**What the task asks:** Write out every entry, unchanged. Skip any picture.

Point annotation dataset records
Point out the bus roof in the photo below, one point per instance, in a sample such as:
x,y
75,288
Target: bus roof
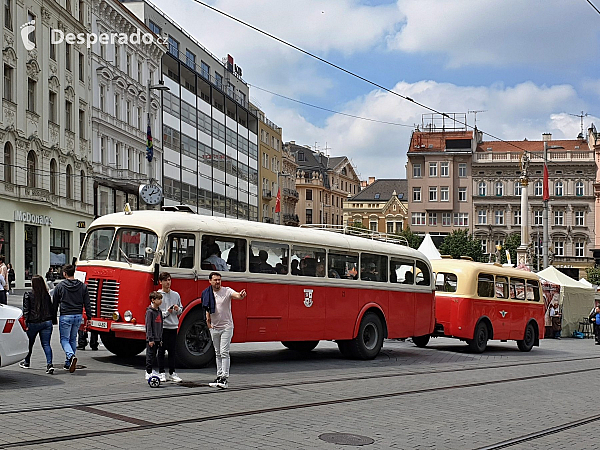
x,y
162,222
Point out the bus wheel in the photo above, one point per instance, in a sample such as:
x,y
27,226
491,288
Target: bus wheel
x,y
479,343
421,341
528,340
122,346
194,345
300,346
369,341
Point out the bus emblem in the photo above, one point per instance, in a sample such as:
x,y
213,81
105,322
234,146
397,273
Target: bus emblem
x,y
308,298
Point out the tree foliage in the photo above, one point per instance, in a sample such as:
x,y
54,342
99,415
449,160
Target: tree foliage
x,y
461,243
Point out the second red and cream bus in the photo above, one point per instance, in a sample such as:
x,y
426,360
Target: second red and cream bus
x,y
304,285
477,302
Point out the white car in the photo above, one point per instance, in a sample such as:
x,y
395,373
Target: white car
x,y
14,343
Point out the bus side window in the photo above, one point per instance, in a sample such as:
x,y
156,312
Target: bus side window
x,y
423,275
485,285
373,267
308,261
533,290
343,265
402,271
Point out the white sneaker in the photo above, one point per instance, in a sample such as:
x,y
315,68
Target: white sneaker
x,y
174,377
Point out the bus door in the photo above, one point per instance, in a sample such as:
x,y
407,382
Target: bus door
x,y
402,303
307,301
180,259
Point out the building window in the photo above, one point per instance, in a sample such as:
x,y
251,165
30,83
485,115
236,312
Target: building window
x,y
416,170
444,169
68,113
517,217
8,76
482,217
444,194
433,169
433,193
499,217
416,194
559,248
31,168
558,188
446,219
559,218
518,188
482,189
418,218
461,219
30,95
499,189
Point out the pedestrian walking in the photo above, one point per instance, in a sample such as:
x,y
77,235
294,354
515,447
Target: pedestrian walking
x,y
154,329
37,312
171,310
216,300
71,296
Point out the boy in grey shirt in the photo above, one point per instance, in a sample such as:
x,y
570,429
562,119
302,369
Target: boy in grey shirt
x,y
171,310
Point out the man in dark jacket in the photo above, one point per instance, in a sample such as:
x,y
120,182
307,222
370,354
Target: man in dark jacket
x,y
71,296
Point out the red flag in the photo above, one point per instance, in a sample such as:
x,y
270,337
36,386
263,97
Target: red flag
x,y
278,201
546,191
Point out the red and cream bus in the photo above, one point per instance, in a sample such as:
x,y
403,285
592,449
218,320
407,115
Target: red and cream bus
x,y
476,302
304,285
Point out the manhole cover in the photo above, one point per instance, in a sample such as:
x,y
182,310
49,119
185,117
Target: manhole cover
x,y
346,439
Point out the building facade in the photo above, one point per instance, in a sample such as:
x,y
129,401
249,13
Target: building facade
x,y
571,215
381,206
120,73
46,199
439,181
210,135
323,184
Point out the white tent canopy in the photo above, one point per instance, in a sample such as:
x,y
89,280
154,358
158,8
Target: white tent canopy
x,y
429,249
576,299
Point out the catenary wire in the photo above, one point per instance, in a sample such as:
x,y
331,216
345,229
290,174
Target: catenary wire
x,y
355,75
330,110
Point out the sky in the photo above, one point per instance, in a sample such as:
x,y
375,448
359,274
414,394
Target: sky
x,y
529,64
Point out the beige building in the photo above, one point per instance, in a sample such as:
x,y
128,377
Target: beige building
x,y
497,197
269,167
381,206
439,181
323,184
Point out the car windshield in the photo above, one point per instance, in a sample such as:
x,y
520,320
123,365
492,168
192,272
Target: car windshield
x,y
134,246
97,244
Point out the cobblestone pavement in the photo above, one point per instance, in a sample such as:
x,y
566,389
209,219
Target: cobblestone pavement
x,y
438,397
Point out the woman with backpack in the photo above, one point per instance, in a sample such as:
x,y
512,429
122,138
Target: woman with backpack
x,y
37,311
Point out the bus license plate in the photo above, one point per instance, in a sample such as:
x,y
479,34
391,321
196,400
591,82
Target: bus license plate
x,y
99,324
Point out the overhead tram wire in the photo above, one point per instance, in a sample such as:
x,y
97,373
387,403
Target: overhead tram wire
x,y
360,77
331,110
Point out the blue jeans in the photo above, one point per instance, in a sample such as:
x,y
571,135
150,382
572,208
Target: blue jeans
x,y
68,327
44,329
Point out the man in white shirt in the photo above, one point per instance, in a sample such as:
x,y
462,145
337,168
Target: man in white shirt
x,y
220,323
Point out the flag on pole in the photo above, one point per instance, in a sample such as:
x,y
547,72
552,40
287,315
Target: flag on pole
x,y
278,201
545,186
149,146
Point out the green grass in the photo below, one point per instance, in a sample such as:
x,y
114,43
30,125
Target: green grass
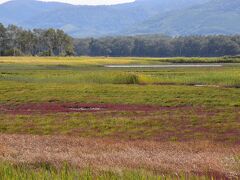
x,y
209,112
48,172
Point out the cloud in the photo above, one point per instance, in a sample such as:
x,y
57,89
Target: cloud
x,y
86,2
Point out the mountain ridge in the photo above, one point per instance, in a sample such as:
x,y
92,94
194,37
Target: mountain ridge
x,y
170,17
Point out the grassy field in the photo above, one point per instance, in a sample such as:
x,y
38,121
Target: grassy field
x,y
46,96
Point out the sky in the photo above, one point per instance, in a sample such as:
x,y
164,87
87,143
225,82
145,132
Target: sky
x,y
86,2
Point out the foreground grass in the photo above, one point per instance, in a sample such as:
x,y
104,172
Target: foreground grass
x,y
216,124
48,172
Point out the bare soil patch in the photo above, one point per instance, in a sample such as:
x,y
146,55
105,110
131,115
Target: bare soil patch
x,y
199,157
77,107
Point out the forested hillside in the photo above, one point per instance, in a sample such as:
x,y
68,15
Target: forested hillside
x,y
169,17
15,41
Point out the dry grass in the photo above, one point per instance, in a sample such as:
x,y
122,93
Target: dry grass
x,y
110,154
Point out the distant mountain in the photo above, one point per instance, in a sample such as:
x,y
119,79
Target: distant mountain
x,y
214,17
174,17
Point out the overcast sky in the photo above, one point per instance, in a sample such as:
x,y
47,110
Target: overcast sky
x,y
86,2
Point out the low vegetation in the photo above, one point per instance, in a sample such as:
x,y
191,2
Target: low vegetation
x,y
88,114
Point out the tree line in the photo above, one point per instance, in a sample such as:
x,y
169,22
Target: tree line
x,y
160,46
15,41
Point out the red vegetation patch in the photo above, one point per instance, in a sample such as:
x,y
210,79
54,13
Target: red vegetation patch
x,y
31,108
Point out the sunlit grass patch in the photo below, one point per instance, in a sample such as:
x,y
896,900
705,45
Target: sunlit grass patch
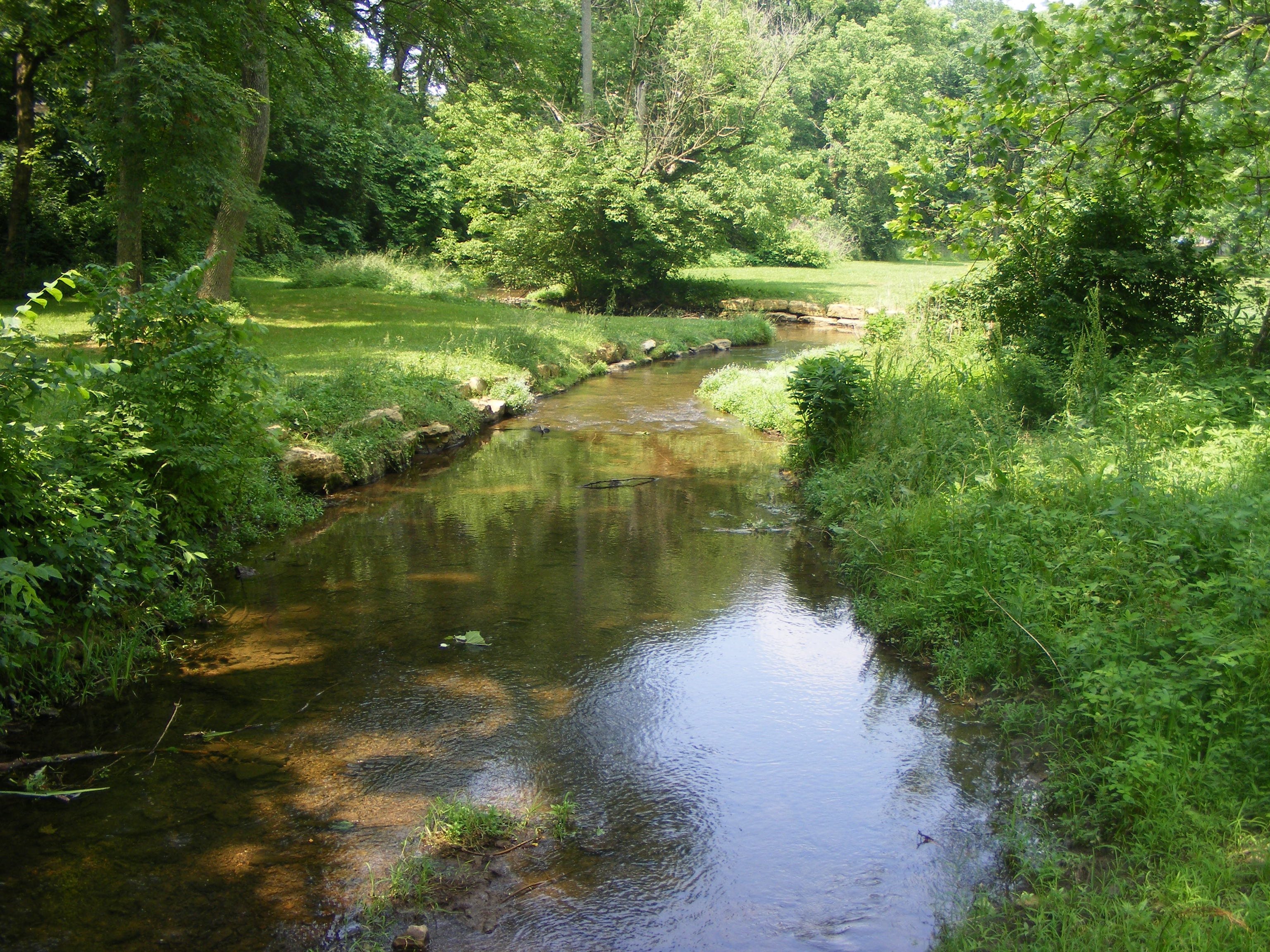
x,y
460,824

**The output:**
Point out the bus roof in the photo below, one point per instance, in a sample such as:
x,y
75,288
Target: bus roof
x,y
162,222
Point out the bus wheel in the photo above, one point per instance, in a sample such as:
x,y
27,226
491,288
Target: bus wheel
x,y
479,343
421,341
528,340
122,346
194,345
300,346
369,341
Point out the bus emblem in the photo above, one point per instance, in a sample such as:
x,y
213,81
105,322
234,146
397,273
Target: bus emblem
x,y
308,298
Point out the tree foliage in the photo above, one point per instance, in a sample such as:
x,y
54,342
99,415
449,160
Target: tree foliage
x,y
461,243
Point out the second red and cream bus in the photo above, one point per instance, in a sample such as:
x,y
426,360
Target: second red and cream bus
x,y
304,285
477,302
Point out the white car in the photo above, one point per instance, in a sample such as:
x,y
395,373
Target: white car
x,y
14,343
Point out the bus side window in the photo above, one point per instance, in a sample such as:
x,y
156,312
Target: bus side window
x,y
423,275
485,285
373,267
308,261
533,290
343,265
402,271
Point out the white sneaker in the photo above, one point per instance, in a sample such as:
x,y
315,68
Target: white sneaker
x,y
174,377
Point out the bus door in the photo above, one point per instance, in a sample such as:
x,y
407,382
Target: bus door
x,y
402,303
307,301
180,259
Point out the building window in the photo above, one point per instance, in a sample such as:
x,y
251,165
30,83
485,115
236,312
Target: building window
x,y
416,170
444,169
68,113
517,217
8,76
482,217
444,194
433,169
433,193
499,217
416,194
559,248
31,168
558,188
446,219
559,218
518,188
482,189
418,218
461,219
30,95
499,189
Point out the pedestrian walking in the photo above, one point per instance, in a sample such as:
x,y
77,235
294,354
515,447
Target: pedestrian walking
x,y
154,329
37,312
171,310
216,300
71,296
Point out the boy in grey shirt in the photo above, one point per instance, in a sample such as:
x,y
570,429
562,119
302,369
Target: boy in grey shirt
x,y
171,310
Point out the man in dark jacket in the photo above, one point per instance, in a sample such as:
x,y
120,182
307,222
370,354
Target: man in dark jacket
x,y
71,296
Point out the red flag in the photo above, one point per instance, in a sample such as:
x,y
270,337
36,386
263,97
Target: red flag
x,y
278,201
546,191
Point out the red and cream bus in the photo above, one point per instance, in a sample such as:
x,y
403,285
592,449
218,320
407,115
Target: red and cream bus
x,y
476,302
304,285
Point out the manhole cover in the photo above, one point per instance, in a sample such as:
x,y
182,310
49,119
185,117
Target: manhole cover
x,y
346,439
Point out the building facade in the photo above, one point per instance, in a sample such as:
x,y
129,401
249,13
Target: building facade
x,y
571,215
381,206
120,73
46,199
439,181
210,135
323,184
Point out the white tent canopy in the photo above, one point per instance, in a sample such as:
x,y
89,280
154,358
158,8
Target: white tent canopy
x,y
429,249
576,299
Point out the catenary wire in the photo above, one point per instance, in a sample such as:
x,y
331,216
345,229
290,174
Target: catenary wire
x,y
355,75
330,110
Point out the sky in the photo above, one point per instance, in a sample such as:
x,y
375,448
359,274
414,394
Target: sky
x,y
529,64
Point out the beige building in the photo above, one point per instance, in a sample such as:
x,y
128,377
Target: beige building
x,y
497,197
269,167
381,206
439,181
323,184
Point out the car windshield in the photo above, one point per instance, in a sample such as:
x,y
520,320
123,365
492,168
192,272
Target: car windshield
x,y
134,246
97,244
Point out the cobblestone pavement in the photo above, one point per instance, in a sample such as:
x,y
566,389
209,219
Target: cobblestone pavement
x,y
438,397
Point out the woman with backpack in the photo above, one point per instance, in a sample such as:
x,y
512,429
122,138
Target: woman with backpack
x,y
37,311
Point out the bus license plate in the photo above, one point per instance, in a sample such as:
x,y
479,34
391,321
196,400
591,82
Target: bus license plate
x,y
99,324
Point out the overhead tram wire in the photo above, one point per instance, in a sample such as:
x,y
97,373
387,403
Target: overhead tram wire
x,y
360,77
331,110
Point out the blue jeans in the photo above, one point per instance, in a sample such as:
x,y
571,135
150,382
572,208
Target: blue jeans
x,y
68,327
44,329
Point out the man in white shirt in the photo above, one point per instance, in a sample such as:
x,y
462,145
337,168
Target: man in white shirt
x,y
220,323
Point out the flag on pole in the photo above, one point per instance, in a sample such as:
x,y
547,72
552,40
287,315
Target: flag on pole
x,y
278,201
545,186
149,146
Point out the green grass in the photo below, one point per instance, in a sample such as:
x,y
114,43
30,125
Target: green grass
x,y
209,112
48,172
Point out the cloud in the photo above, one point per instance, in a sample such as:
x,y
57,89
Target: cloud
x,y
86,2
Point out the mountain ridge in the photo above, one point per instance, in a sample such as:
x,y
92,94
194,37
Target: mountain ridge
x,y
170,17
Point out the grassy field in the photo above, one point per instance, in a sample such as:
x,y
38,121
Target: grassy field
x,y
46,96
Point out the sky in the photo above, one point per instance, in a sample such as:
x,y
164,87
87,143
225,82
145,132
Target: sky
x,y
86,2
Point out the foreground grass in the photo above, one point per instance, in a sample such as:
x,y
104,172
Target: foreground grass
x,y
216,124
48,172
Point out the bare soil patch in the photo above, one point per instance, in a sample such as:
x,y
146,55
105,110
131,115
Target: bare soil patch
x,y
199,157
77,107
Point out the forested hillside in the photo above, one point per instance, in a sample such as:
x,y
68,15
Target: forested hillside
x,y
169,17
15,41
Point out the dry grass in the photo above, one point per instance, in a sample such as:
x,y
122,93
Target: dry grass
x,y
110,154
Point out the distant mountain in the photo above, one point per instance, in a sample such as:
x,y
119,79
Target: distant mountain
x,y
214,17
174,17
Point out the overcast sky in the photo above, one point per instance, in a sample such as:
x,y
47,110
Target: overcast sky
x,y
86,2
Point out the low vegetation in the photo above, one point per instance, in a sample such as:
x,y
191,2
Target: low vegetation
x,y
88,114
Point out the tree line in the photo above, one point per instance, in a sample such as:
x,y
169,22
Target: tree line
x,y
160,46
15,41
Point out the red vegetation patch in the photo above, one point per instance, in a sample such as:
x,y
210,79
54,13
Target: red vegetation patch
x,y
31,108
Point out the sunlit grass patch in the photo below, one point per instance, in a sample such as:
x,y
896,900
705,45
Target: sunlit grass patch
x,y
460,824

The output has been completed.